From the article about the 1926 Rochester Cathedral Choir recording below, copy out word for word the passage starting with "The very first" and going on through "in February 1927.".

— Start Page text —

A RECORDING of Rochester Cathedral Choir, made in 1926 and discovered by a member of the City of London Phonograph and Gramophone Society, is believed to be one of the earliest live recordings of a cathedral choir in situ, as opposed to in a studio.

The music on the record, conducted by the cathedral organist from 1916 to 1930, Charles Hylton Stewart, is Stanford’s Magnificat in B flat and the hymn “All people that on earth do dwell” (Old Hundredth). The organ is played by the then assistant organist, Percy Whitlock, better known as a composer, who had previously been a chorister at Rochester.

It was made by Columbia Records, which had begun recording with electronic microphones in 1925. The recording was transferred live, by GPO telephone lines, to Columbia Studios in Westminster, and cut into a 12-inch, 8rpm shellac record.

The very first electrical recording was from Westminster Abbey, at the burial of the Unknown Soldier, on 11 November 1920. Six years later, on 1 November 1926, the Abbey’s Special Choir and the Chapel Royal, directed by Sydney Nicholson, recorded Parry’s “Never Weather Beaten Sail”, on side 1, and Weelkes’s Gloria in Excelsis Deo, on side 2. It was released commercially by Columbia in February 1927.

The Rochester recording has impressed those who have listened to it. Glyn Paflin, this paper’s arts editor, describes the diction and intonation as excellent. “Each beat is emphasised very firmly, perhaps more so than you would now,” he says.

“That may be because the fairly primitive technology meant that they needed to be slightly more emphatic than they normally would be, though it could also have been the contemporary performance practice at Rochester.”

The man to find the recording, Michael Curling, has given it to the cathedral, to the delight of James Strike, the archivist of the Rochester Cathedral Old Choristers’ Association. It has been converted on to CD, and will be played during this Sunday’s choral evensong at the cathedral, which will celebrate the Old Choristers Association

The present director of music, Adrian Bawtree, said: “We are delighted to be sharing this historic recording with you all. To hear the choir in such good heart back in 1926, and to hear the famous Percy Whitlock at the organ, is just simply fantastic. We will do our best to continue to sing with the Spirit when we combine with our Old Choristers on 19 May.”

— End Page text —
— Start Given information —

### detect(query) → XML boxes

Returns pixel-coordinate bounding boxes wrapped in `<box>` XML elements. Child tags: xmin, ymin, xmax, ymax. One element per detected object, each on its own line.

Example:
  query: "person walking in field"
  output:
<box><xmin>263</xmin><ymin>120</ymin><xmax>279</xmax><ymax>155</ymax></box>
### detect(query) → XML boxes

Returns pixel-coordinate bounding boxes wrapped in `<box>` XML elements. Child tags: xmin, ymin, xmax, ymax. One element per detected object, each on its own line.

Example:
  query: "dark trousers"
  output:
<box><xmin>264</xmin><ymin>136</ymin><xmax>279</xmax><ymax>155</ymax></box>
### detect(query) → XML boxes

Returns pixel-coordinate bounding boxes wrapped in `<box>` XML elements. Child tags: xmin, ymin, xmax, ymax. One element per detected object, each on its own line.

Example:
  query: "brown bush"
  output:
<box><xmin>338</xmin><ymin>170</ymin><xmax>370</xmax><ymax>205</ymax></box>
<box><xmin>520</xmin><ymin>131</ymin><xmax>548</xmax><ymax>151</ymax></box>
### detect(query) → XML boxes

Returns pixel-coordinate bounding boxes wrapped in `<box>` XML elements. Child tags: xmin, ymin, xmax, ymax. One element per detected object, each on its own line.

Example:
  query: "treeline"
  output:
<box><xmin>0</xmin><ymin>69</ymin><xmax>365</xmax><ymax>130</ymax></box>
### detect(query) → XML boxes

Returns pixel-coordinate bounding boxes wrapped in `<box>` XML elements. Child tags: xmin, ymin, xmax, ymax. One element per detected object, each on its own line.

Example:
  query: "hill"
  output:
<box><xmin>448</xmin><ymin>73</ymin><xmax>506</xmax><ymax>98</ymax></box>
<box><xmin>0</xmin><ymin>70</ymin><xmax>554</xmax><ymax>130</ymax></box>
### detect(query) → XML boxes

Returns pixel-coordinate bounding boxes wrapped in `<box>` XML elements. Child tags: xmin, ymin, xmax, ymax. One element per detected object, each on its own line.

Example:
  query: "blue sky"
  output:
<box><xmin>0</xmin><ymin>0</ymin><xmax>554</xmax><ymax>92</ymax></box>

— End Given information —

## Task response
The very first electrical recording was from Westminster Abbey, at the burial of the Unknown Soldier, on 11 November 1920. Six years later, on 1 November 1926, the Abbey’s Special Choir and the Chapel Royal, directed by Sydney Nicholson, recorded Parry’s “Never Weather Beaten Sail”, on side 1, and Weelkes’s Gloria in Excelsis Deo, on side 2. It was released commercially by Columbia in February 1927.